» EXTRACT
◇ ◇ ◇ ◇ ◇ ◇ ◇
= Sangū Express Electric Railway =

Sangū Express Electric Railway (参宮急行電鉄, Sangū Kyūkō Dentetsu), usually abbreviated as Sankyū (参急), was a private railway company that operated in Nara Prefecture and Mie Prefecture, Japan for 14 years from 1927 to 1941, when it merged with its parent company, Ōsaka Electric Railroad (Daiki). Sankyū built a single train line which serviced the cities of Sakurai, Nabari, Matsusaka, and Ujiyamada, and the company acquired a second major line as well as a small local line from Ise Electric Railway (Iseden). These lines extended northwards from Matsusaka through cities in Mie Prefecture along the coast of Ise Bay as far as Kuwana. The infrastructure of Sankyū is now owned by Kintetsu and remains in use today.
◇ ◇ ◇ ◇ ◇ ◇ ◇
» DATA ENTRIES
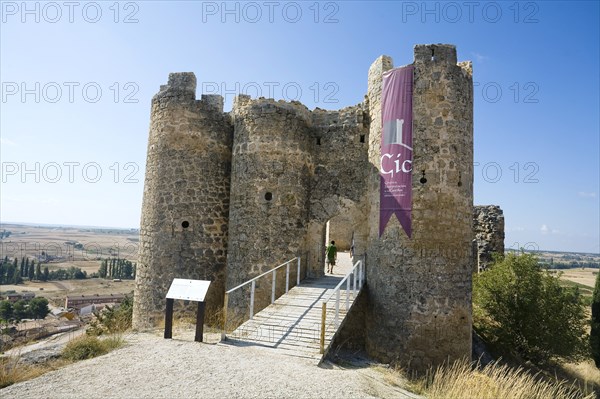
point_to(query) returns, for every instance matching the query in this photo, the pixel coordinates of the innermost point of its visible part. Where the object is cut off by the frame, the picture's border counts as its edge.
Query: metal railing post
(273, 286)
(287, 277)
(347, 294)
(298, 274)
(252, 288)
(323, 321)
(225, 306)
(360, 271)
(337, 308)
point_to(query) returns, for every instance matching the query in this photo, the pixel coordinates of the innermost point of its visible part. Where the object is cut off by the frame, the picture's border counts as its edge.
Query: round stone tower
(186, 198)
(270, 181)
(420, 287)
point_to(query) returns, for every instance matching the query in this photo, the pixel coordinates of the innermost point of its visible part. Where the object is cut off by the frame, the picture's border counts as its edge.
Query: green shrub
(82, 348)
(112, 319)
(523, 309)
(595, 332)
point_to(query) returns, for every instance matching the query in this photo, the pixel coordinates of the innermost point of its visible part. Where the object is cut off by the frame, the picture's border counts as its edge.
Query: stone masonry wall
(186, 198)
(271, 170)
(488, 225)
(338, 183)
(229, 196)
(420, 288)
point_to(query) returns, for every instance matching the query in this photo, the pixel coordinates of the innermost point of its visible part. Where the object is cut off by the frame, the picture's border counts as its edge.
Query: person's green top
(331, 252)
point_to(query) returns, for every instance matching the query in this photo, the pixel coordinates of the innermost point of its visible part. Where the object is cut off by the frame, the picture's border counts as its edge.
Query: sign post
(187, 290)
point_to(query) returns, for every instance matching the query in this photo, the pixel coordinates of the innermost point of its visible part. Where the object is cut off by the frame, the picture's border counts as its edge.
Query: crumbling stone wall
(420, 288)
(488, 226)
(272, 165)
(256, 187)
(339, 180)
(183, 231)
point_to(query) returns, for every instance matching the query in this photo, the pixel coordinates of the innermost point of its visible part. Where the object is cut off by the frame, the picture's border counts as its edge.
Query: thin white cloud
(547, 230)
(7, 142)
(480, 57)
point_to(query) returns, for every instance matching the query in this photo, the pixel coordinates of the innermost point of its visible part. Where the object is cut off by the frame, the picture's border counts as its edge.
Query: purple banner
(396, 148)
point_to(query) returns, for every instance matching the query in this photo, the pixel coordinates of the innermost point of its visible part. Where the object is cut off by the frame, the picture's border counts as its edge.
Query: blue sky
(77, 80)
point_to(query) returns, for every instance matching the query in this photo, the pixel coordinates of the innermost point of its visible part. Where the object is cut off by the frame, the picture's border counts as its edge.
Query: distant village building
(17, 296)
(81, 301)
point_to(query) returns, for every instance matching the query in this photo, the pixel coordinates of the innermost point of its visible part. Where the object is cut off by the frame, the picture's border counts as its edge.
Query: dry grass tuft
(460, 380)
(12, 370)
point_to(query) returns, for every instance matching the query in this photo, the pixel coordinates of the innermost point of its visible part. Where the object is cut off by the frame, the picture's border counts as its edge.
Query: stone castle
(229, 195)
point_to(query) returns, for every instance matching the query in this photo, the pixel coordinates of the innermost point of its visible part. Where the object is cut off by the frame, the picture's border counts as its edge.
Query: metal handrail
(358, 281)
(253, 288)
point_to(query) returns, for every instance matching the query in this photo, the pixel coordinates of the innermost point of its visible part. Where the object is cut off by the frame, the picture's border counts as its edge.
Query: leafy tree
(31, 273)
(103, 269)
(16, 277)
(20, 310)
(523, 308)
(595, 333)
(6, 311)
(38, 308)
(113, 319)
(10, 271)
◇ ◇ ◇ ◇ ◇ ◇ ◇
» EXERCISE
Write the next part of the article on the Sangū Express Electric Railway, beginning right after its last sentence. The material is kept apart from the railway article and has no connection to it.

» WRITTEN ANSWER
Sankyū's main goal was to build a portion of a railway to Ujiyamada (now Ise) which is home to Ise Grand Shrine, the holiest Shinto shrine in Japan and a common pilgrimage destination. The word "Sangū" is a kanji abbreviation of a phrase in Japanese that roughly translates to "a pilgrimage to Ise Grand Shrine". Sankyū's line connected with a line originating in Osaka owned by its parent company, Daiki, and together the two offered direct rail service from Osaka to Ujiyamada on a line that was much more direct than that of its main rival, Kokutetsu. When Sankyū acquired Iseden, it then set its eyes on a direct connection between Osaka and Nagoya.

==Lines==
===Sankyū Main Line===

Sankyū only built one train line which served as the second half of a railway linking Osaka and Ise Grand Shrine.
- Origin: Sakurai Station
- Terminus: Ujiyamada Station

===Sankyū Ise Line===
Sankyū acquired this line from Iseden and performed a major re-routing on part of the line to connect it with its own tracks at Ise-Nakagawa Station.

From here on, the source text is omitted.